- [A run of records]
* * * * *

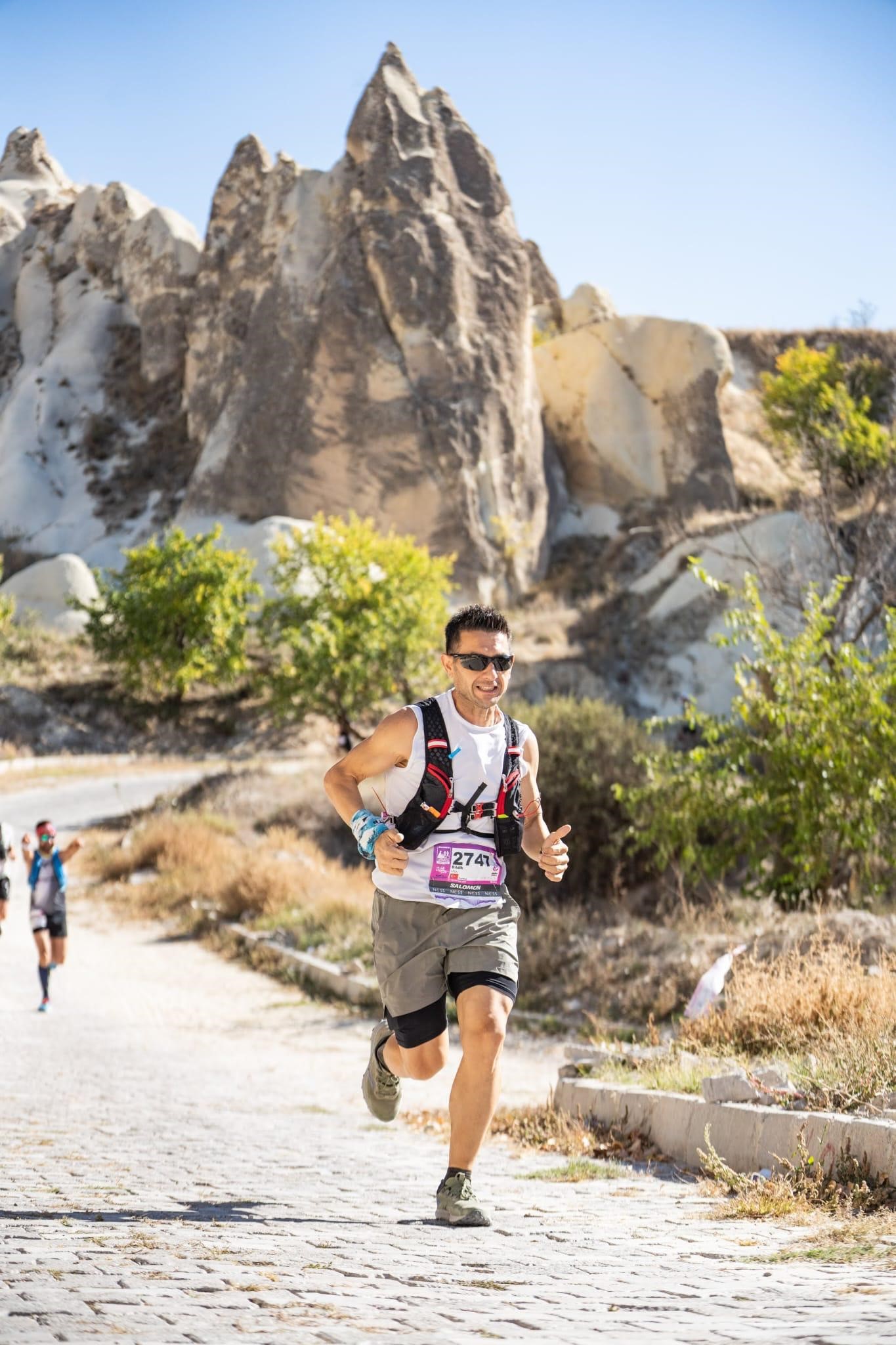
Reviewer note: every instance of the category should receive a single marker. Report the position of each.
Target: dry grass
(871, 1239)
(819, 1007)
(580, 1169)
(203, 873)
(800, 1185)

* * * * *

- [DO THIS]
Please repeat the data above word for word, leaving out the pictures.

- [RESULT]
Reviewer note: every instance of the category should receive a single marker. Report the position of each.
Target: dry grass
(871, 1239)
(819, 1007)
(580, 1169)
(203, 873)
(800, 1185)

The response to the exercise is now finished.